• _What is being asked_: Counting from the line that holds "Where can the green leaf", return each line exactly, through and including the last line of the entries.
○ ○ ○ ○
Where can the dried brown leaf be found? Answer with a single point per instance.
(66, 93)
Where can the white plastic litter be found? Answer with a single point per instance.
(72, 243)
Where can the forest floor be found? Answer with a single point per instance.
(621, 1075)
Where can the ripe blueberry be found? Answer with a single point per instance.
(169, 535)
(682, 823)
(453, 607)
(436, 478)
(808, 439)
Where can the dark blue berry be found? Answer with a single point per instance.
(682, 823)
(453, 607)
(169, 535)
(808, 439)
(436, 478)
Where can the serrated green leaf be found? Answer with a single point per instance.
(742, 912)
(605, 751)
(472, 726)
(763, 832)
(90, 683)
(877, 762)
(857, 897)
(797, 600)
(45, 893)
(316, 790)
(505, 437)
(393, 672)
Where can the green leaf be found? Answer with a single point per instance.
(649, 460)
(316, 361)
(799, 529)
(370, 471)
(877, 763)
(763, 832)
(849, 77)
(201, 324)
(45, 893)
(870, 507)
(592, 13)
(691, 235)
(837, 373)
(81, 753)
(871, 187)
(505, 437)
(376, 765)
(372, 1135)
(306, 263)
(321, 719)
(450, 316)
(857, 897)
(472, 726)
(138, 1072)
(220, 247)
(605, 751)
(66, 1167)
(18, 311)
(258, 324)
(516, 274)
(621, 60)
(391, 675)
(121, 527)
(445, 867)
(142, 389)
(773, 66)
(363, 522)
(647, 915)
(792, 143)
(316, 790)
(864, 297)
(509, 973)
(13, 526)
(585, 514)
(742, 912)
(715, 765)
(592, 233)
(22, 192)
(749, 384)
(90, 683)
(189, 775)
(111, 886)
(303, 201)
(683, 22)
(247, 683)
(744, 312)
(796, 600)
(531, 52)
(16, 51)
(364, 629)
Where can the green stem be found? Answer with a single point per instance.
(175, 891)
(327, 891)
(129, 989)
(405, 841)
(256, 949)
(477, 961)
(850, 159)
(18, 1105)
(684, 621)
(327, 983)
○ ○ ○ ○
• _Result of this task_:
Where can the green leaf be found? Answer with a single point per instance.
(649, 460)
(316, 361)
(799, 529)
(370, 471)
(877, 763)
(763, 832)
(849, 77)
(201, 324)
(45, 893)
(870, 507)
(592, 13)
(691, 235)
(837, 373)
(81, 753)
(871, 187)
(505, 437)
(376, 765)
(372, 1135)
(306, 263)
(321, 719)
(450, 316)
(857, 897)
(472, 726)
(138, 1072)
(220, 247)
(605, 751)
(66, 1167)
(18, 311)
(258, 324)
(516, 274)
(621, 60)
(391, 675)
(121, 527)
(445, 867)
(142, 389)
(773, 66)
(363, 522)
(647, 915)
(792, 143)
(316, 790)
(864, 297)
(509, 973)
(13, 526)
(585, 514)
(742, 912)
(715, 765)
(592, 233)
(22, 192)
(749, 384)
(90, 683)
(189, 775)
(111, 886)
(303, 201)
(683, 22)
(247, 683)
(744, 312)
(796, 600)
(531, 52)
(16, 51)
(364, 629)
Where can the green stem be found? Answer with a single point per instance.
(175, 891)
(327, 891)
(129, 989)
(405, 841)
(256, 949)
(477, 961)
(850, 159)
(18, 1105)
(684, 621)
(327, 983)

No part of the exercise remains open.